Which lines in the items below contain the string "long"? Pull out every such line.

§ INPUT FOR THIS TASK
>>>

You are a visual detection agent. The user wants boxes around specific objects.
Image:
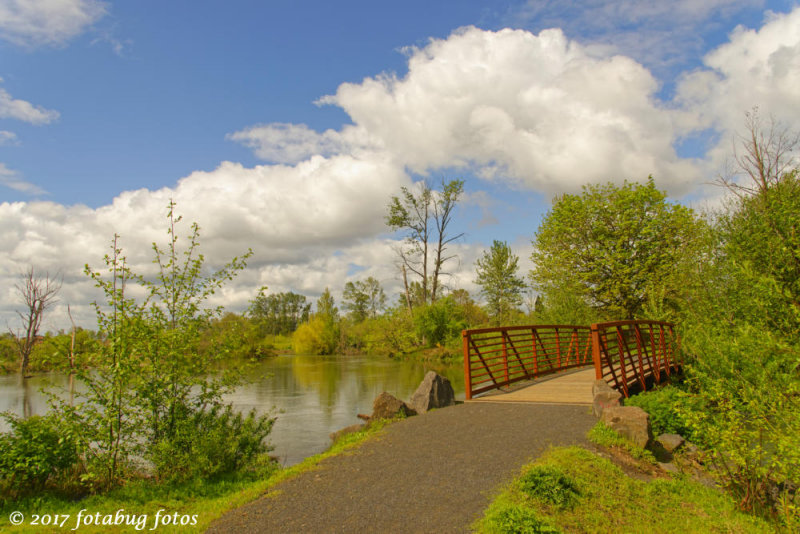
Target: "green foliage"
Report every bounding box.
[292,317,336,354]
[587,422,656,464]
[682,163,800,524]
[0,413,78,493]
[414,295,467,346]
[198,312,275,361]
[149,404,275,483]
[475,240,525,324]
[475,447,776,534]
[342,276,386,322]
[530,177,703,319]
[519,465,581,508]
[247,287,311,336]
[54,203,271,488]
[481,505,561,534]
[625,385,705,444]
[533,286,596,325]
[385,179,464,308]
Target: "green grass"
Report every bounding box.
[587,422,656,465]
[473,447,774,534]
[0,421,388,533]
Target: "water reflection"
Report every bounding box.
[0,356,464,465]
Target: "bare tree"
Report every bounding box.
[431,180,464,303]
[386,180,464,310]
[719,107,800,197]
[9,267,61,377]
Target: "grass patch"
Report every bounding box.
[0,421,389,533]
[587,421,657,465]
[473,447,775,534]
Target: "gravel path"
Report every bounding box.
[207,403,596,534]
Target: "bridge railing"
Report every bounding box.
[461,321,680,399]
[592,321,681,397]
[461,325,592,399]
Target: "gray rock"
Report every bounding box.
[331,423,366,443]
[592,380,622,417]
[370,391,415,421]
[658,462,681,473]
[409,371,456,413]
[656,434,686,454]
[600,406,653,448]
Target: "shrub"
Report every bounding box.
[519,465,581,508]
[150,405,275,488]
[0,413,78,490]
[625,385,702,441]
[483,505,561,534]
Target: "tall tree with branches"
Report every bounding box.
[386,180,464,310]
[9,266,61,376]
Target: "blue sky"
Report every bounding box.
[0,0,800,330]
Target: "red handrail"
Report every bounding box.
[461,321,680,399]
[461,325,591,399]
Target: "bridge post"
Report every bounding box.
[591,323,603,380]
[461,330,472,400]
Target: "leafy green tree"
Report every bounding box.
[681,114,800,520]
[530,177,705,319]
[342,276,386,323]
[247,287,311,335]
[54,202,271,486]
[292,287,341,354]
[475,240,525,321]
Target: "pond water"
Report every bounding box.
[0,355,464,466]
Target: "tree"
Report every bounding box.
[11,267,61,377]
[247,287,311,335]
[681,113,800,516]
[342,276,386,323]
[530,177,704,319]
[475,240,525,320]
[59,201,273,486]
[720,107,800,197]
[386,180,464,310]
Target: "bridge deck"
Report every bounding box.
[469,367,595,406]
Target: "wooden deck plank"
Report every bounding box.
[469,367,595,406]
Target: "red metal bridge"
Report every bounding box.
[462,321,682,400]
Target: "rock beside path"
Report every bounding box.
[600,406,653,449]
[409,371,456,413]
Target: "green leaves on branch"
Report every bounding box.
[530,177,705,319]
[54,202,271,487]
[475,240,525,323]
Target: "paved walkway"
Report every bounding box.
[472,367,595,406]
[208,402,596,534]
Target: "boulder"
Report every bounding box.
[656,434,686,454]
[409,371,456,413]
[331,423,366,443]
[592,379,622,417]
[600,406,653,448]
[370,391,414,421]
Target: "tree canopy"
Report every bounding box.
[475,240,525,319]
[530,180,703,319]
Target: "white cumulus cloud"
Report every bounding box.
[0,0,107,47]
[676,7,800,169]
[0,84,59,125]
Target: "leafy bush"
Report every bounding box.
[482,505,561,534]
[150,405,275,482]
[519,465,581,508]
[414,296,467,346]
[0,413,78,490]
[587,421,656,464]
[625,385,702,442]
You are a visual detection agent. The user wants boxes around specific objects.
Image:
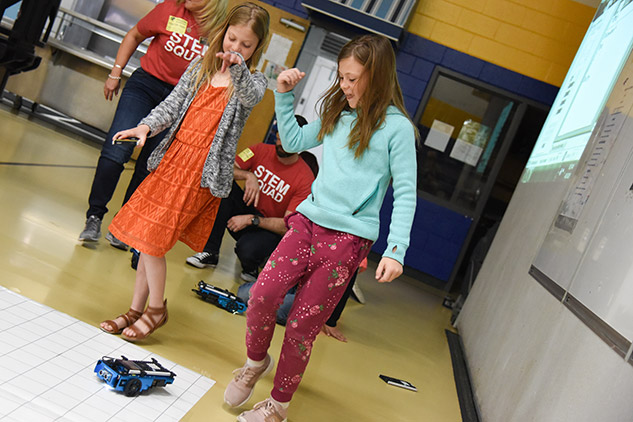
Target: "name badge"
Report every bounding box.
[165,16,187,34]
[238,148,255,162]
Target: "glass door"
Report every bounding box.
[418,73,518,217]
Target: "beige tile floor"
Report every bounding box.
[0,106,461,422]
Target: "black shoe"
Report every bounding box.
[79,215,101,242]
[106,232,128,251]
[187,252,219,268]
[240,270,259,283]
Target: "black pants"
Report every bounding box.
[204,182,282,272]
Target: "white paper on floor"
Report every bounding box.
[0,286,215,422]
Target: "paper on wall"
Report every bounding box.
[424,120,455,152]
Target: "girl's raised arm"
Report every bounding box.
[223,51,268,107]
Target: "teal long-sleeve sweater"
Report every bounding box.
[275,91,417,264]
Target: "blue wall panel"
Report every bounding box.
[372,187,472,281]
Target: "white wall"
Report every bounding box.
[457,180,633,422]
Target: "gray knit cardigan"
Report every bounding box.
[139,55,267,198]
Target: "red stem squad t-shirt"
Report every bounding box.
[136,0,207,85]
[235,143,314,218]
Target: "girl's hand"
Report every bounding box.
[112,125,149,147]
[277,67,306,92]
[376,256,402,283]
[103,78,121,101]
[226,214,253,233]
[215,51,242,73]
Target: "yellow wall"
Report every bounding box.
[407,0,595,86]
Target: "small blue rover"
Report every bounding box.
[191,280,246,314]
[95,356,176,397]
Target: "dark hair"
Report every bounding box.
[317,34,417,158]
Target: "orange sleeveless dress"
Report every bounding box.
[108,85,227,257]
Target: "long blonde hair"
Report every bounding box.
[317,35,417,158]
[178,0,229,39]
[196,2,270,90]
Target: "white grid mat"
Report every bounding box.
[0,286,215,422]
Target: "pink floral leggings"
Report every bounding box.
[246,213,372,402]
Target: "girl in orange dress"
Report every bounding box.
[101,3,270,341]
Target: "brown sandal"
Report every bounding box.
[121,299,167,341]
[99,308,142,334]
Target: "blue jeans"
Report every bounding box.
[86,68,173,219]
[204,182,282,272]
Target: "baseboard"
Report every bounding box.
[445,330,481,422]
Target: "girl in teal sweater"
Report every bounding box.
[224,35,417,422]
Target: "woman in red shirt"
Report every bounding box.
[79,0,227,250]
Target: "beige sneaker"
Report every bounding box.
[224,355,275,408]
[237,398,288,422]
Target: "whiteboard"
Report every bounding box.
[533,52,633,341]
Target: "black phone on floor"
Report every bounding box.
[112,136,138,145]
[378,375,418,391]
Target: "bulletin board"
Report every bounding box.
[533,49,633,360]
[229,0,310,152]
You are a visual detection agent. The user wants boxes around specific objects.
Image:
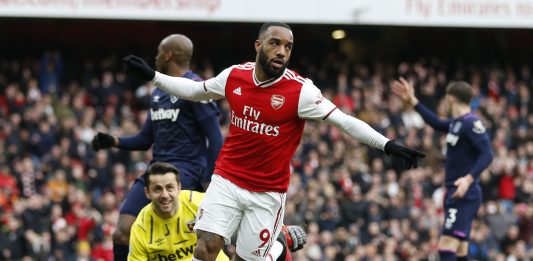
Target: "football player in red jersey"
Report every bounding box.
[123,22,424,260]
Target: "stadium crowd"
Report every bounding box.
[0,48,533,261]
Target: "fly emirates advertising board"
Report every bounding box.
[0,0,533,28]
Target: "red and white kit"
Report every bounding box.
[153,63,388,260]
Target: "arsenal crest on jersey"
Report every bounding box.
[270,94,285,110]
[170,96,178,103]
[187,220,196,233]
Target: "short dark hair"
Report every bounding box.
[257,22,292,39]
[144,162,180,188]
[446,81,474,104]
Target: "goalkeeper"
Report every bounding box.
[128,162,306,261]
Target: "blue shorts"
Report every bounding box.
[120,168,204,217]
[442,184,482,241]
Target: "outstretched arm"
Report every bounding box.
[298,80,425,169]
[122,55,224,101]
[392,77,450,132]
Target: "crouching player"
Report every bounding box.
[128,162,306,261]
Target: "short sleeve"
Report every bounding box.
[298,79,337,120]
[204,66,235,96]
[128,222,148,261]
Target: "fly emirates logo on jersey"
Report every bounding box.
[231,105,279,136]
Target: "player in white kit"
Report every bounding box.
[123,22,424,260]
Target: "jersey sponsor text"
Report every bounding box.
[150,108,180,122]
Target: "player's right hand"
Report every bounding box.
[385,140,426,169]
[122,55,155,81]
[91,132,115,151]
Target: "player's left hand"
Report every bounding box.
[452,174,474,198]
[385,140,426,169]
[282,225,307,252]
[122,55,155,81]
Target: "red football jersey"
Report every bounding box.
[210,63,305,192]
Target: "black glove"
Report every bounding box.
[285,226,307,252]
[122,55,155,81]
[385,140,426,169]
[92,132,115,151]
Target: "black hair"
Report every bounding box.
[446,81,474,104]
[257,22,292,39]
[144,162,180,188]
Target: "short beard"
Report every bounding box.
[259,48,288,78]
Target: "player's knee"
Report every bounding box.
[438,235,461,253]
[194,230,224,260]
[113,215,135,245]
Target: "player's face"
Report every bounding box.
[256,26,294,78]
[145,173,180,218]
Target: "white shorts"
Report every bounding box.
[194,174,286,260]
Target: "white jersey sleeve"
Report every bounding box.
[298,79,337,120]
[204,65,235,97]
[298,80,389,150]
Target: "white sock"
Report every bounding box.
[268,240,283,260]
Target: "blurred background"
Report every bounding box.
[0,0,533,261]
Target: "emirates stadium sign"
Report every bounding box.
[0,0,533,28]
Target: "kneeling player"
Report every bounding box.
[128,162,306,261]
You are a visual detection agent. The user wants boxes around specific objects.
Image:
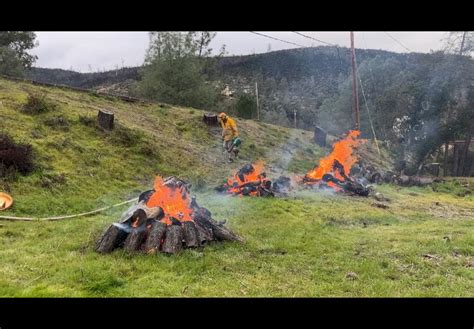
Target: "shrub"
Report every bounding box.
[79,115,96,127]
[39,174,66,189]
[23,93,56,114]
[43,115,70,131]
[0,134,34,177]
[235,94,257,119]
[111,124,143,147]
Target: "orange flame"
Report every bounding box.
[225,160,266,195]
[305,130,366,182]
[146,176,193,225]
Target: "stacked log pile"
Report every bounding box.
[96,178,243,254]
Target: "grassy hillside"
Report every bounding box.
[0,80,474,297]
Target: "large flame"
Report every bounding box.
[305,130,366,186]
[225,160,266,195]
[146,176,193,225]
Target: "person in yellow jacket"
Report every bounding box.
[219,112,239,163]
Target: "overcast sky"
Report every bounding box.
[31,32,447,72]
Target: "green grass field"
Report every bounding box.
[0,79,474,297]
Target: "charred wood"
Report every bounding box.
[123,226,147,251]
[145,221,166,253]
[96,224,128,253]
[161,225,183,254]
[183,222,199,248]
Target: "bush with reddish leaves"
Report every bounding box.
[0,134,34,177]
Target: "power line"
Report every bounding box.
[384,31,411,51]
[249,31,308,48]
[293,31,337,47]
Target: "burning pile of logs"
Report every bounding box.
[303,160,370,196]
[216,161,291,197]
[302,130,370,196]
[96,176,242,254]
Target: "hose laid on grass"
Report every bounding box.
[0,198,138,221]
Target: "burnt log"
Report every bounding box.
[195,224,214,246]
[183,221,199,248]
[123,226,146,251]
[161,225,183,254]
[97,109,114,130]
[95,224,128,253]
[145,221,166,253]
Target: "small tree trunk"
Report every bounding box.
[452,143,459,177]
[443,143,449,177]
[162,225,183,254]
[314,127,326,147]
[459,131,472,176]
[97,110,114,130]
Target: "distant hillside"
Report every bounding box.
[24,46,472,139]
[27,67,139,89]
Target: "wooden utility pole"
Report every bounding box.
[351,31,360,130]
[459,32,467,55]
[255,82,260,121]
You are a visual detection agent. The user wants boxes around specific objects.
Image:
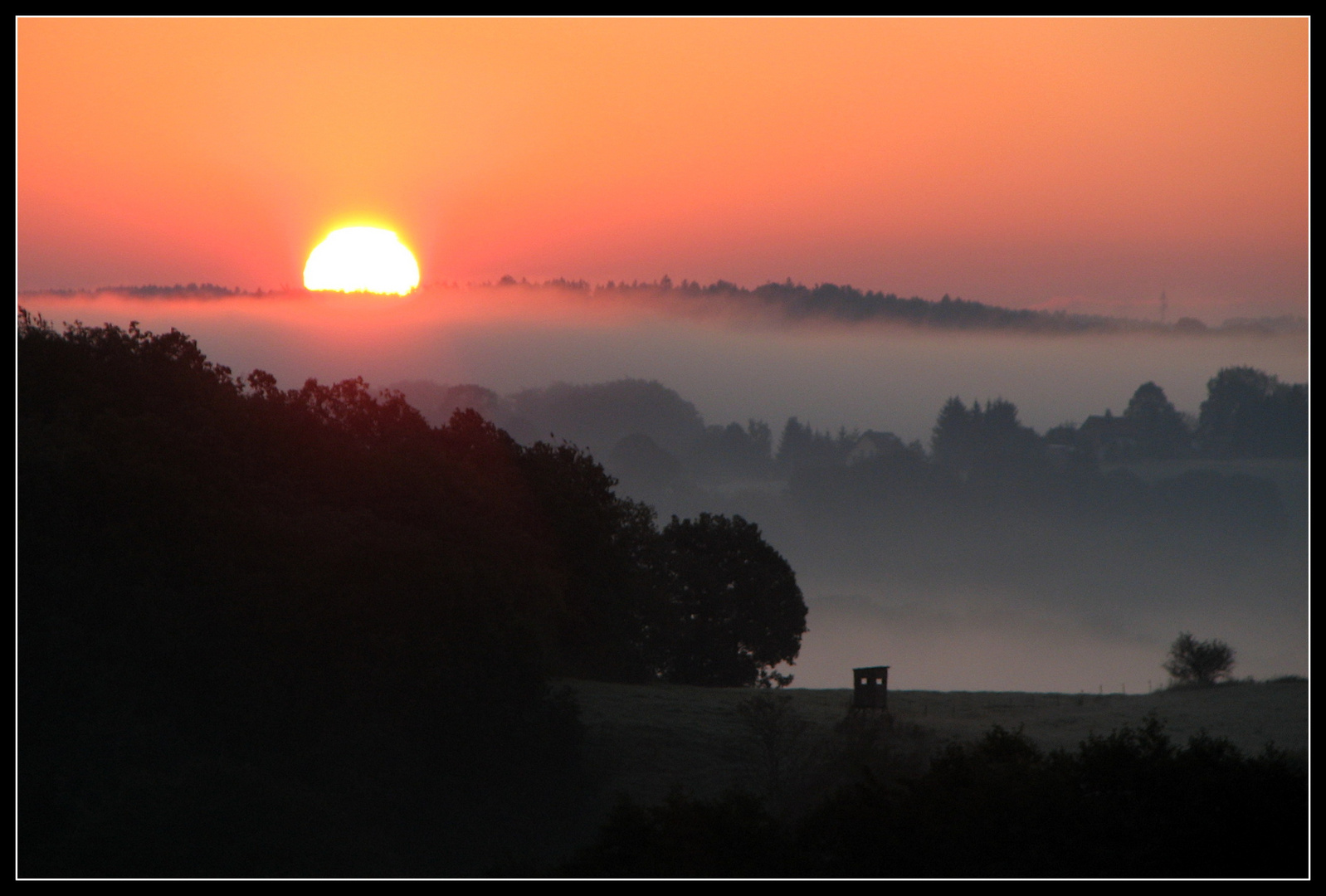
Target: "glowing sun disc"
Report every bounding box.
[304,226,419,295]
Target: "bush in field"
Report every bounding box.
[1164,632,1235,685]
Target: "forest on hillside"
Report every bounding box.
[17,313,1306,876]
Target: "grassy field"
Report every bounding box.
[563,681,1308,803]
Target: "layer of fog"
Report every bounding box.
[22,283,1309,694]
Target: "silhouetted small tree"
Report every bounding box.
[1164,632,1235,685]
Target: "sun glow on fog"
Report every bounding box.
[304,226,419,295]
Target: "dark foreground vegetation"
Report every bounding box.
[17,313,1306,876]
[563,718,1308,878]
[18,314,805,876]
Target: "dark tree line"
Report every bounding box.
[17,313,805,874]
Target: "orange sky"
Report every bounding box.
[16,18,1309,319]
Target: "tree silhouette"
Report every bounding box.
[1164,632,1235,685]
[1124,382,1192,459]
[661,513,807,687]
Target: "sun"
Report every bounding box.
[304,226,419,295]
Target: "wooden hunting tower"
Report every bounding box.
[851,665,889,709]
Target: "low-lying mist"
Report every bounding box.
[20,283,1309,694]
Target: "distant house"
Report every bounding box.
[847,430,907,466]
[1078,411,1139,461]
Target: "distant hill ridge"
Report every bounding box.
[20,275,1308,335]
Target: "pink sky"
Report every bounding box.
[16,17,1310,321]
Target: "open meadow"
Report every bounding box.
[563,680,1309,803]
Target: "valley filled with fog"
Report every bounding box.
[22,283,1309,694]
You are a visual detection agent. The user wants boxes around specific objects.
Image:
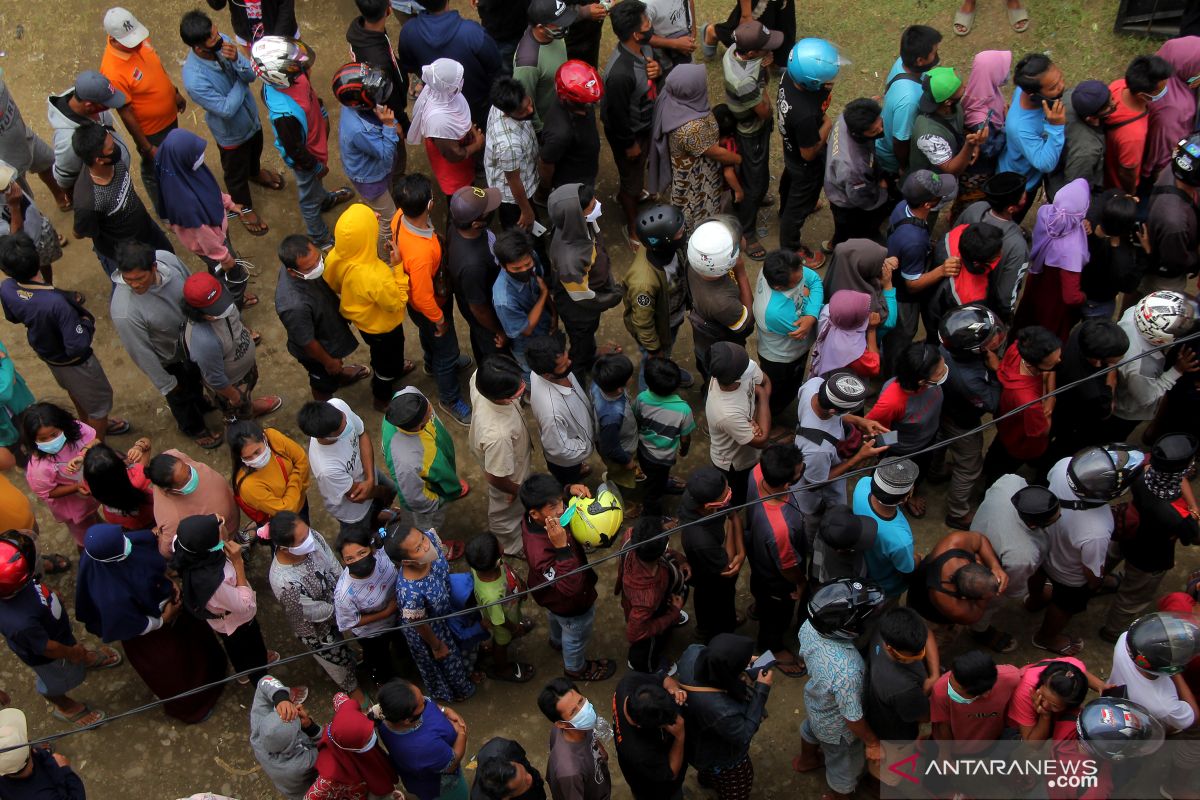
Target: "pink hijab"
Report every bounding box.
[1141,36,1200,175]
[962,50,1013,131]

<<<

§ SOLUTION TO THIS EXERCISE
Target: "teal long-sleeve sweater"
Target: "long blonde hair"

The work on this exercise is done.